Begin QUOTED TEXT

The environmental impact reports worried Huichol leaders who recognized the threat to their land and society. Therefore, they embraced Project Tuapuri, a carpentry school-workshop designed to stem the flow of Indians out of Huichol territory through local employment opportunities demonstrating their claim to the forests through visible use of the woodlands. Various aspects of this project have been discussed in previous CSQs; this brief article focuses on the value of the project as a means for resource management and control.
The project began very modestly at the request of community leaders of Santa Caterina Cuexcomapitlan, or Tuapuri. Under the guidance of the president of communal goods (the principal agrarian authority), and in regular consultation with that community's chief elected authority - the tatoani, course work for 10 to 15 young Huichol was initiated in late 1982. During the first course period the students were taught to identify those trees most suited for felling; healthy specimens remained untouched. The cut lumber was dried by a solar kiln designed by an Austrian physics professor, and the first classes - basic carpentry and tool maintenance - were conducted by a forestry professor from the University of Guadalajara. Overall coordination of the project was in the hands of Juan Negrin, a Mexican student of Huichol religion and art who is deeply concerned with the dangers of resource depletion in Huichol territory.
Following discussions by the community leaders, the school workshop was strategically rather than conveniently located. They built it on a high windswept ridge where no Huichol actually reside. Bitterly cold in the rainy season, but alongside the loggers' access road, they located it in one of the areas most subject to territorial invasion and timber theft. The school thus served as an outpost or marker of the Huichol forest. As trucks laden with logs ambled along the rough road, the activities underway at the school, however modest at the outset, signaled that the Huichol were actively utilizing their forest resources.
The project produced a series of trained carpenters who, in addition to their own work, have been recruited as instructors for work in similar workshops in two of the other sub-regions of the Huichol territory. The project has helped but not stopped the movement of Huichol from the traditional lands. However, in terms of illustrating a concern for their environment and demonstrating a rational management program, the Huichol's efforts have been exemplary. Moreover it has occurred without the slightest loss of Huichol cultural pride. On the contrary, the effort has maintained a strong sense of community property amid efforts by government agencies to weaken that unity.

End QUOTED TEXT

## TASK GOAL
In the text on Project Tuapuri, where was the school workshop built?

Begin RECORDS

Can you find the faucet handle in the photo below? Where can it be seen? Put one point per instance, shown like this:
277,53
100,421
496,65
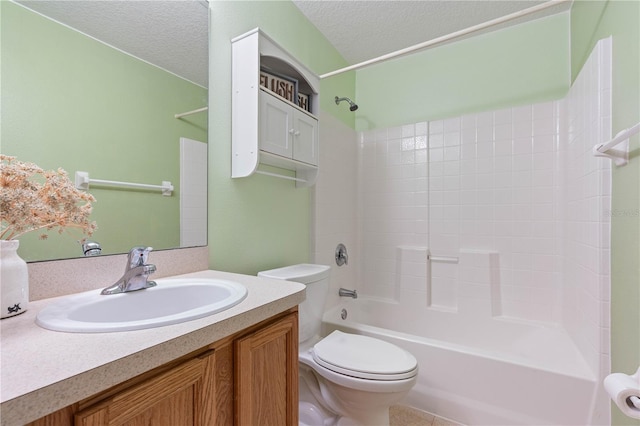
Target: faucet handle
138,256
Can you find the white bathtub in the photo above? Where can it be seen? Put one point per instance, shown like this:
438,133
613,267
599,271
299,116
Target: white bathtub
481,372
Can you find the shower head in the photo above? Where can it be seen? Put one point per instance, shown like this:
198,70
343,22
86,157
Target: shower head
352,105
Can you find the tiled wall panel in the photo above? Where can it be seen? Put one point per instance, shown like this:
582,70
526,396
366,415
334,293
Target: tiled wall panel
520,183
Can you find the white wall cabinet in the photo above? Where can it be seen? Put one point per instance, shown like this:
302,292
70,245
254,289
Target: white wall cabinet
267,129
287,131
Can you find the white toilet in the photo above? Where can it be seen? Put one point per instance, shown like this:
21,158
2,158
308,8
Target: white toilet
345,379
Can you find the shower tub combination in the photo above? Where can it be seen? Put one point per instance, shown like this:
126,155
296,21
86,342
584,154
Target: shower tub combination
489,371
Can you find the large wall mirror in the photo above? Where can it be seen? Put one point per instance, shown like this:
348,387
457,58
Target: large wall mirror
90,86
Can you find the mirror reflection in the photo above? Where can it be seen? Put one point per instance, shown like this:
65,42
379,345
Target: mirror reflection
71,101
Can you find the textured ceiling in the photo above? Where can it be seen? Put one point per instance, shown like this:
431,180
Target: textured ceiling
173,34
362,30
170,34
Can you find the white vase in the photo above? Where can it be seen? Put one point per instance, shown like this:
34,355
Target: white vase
14,280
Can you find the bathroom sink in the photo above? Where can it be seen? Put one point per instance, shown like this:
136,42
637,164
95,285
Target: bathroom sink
172,301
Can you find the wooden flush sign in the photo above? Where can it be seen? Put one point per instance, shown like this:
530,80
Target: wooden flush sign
285,87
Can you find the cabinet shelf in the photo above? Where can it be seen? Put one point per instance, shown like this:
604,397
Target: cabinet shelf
268,129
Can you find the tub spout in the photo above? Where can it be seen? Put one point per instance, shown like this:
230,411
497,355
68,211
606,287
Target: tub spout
343,292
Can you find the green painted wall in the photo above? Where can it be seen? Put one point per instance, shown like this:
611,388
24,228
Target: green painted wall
72,102
591,21
522,64
261,222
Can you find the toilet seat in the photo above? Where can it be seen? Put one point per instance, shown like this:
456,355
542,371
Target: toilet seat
364,357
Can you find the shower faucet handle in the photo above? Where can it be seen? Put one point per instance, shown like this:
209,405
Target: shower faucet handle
342,257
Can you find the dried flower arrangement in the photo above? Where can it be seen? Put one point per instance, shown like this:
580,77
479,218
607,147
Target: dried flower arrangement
33,199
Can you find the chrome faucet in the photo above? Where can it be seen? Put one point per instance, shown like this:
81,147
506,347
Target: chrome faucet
136,273
343,292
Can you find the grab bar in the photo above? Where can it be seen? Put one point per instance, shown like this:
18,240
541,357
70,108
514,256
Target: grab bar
82,181
443,259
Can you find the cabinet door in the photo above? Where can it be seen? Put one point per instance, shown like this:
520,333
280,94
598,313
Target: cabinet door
276,126
267,375
305,138
173,398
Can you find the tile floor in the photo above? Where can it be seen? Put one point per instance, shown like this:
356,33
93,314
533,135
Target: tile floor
400,415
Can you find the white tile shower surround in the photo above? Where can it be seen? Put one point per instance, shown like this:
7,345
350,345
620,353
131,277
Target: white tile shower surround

End RECORDS

## SOLUTION FOR THIS EXERCISE
On a high windswept ridge where no Huichol actually reside, alongside the loggers' access road.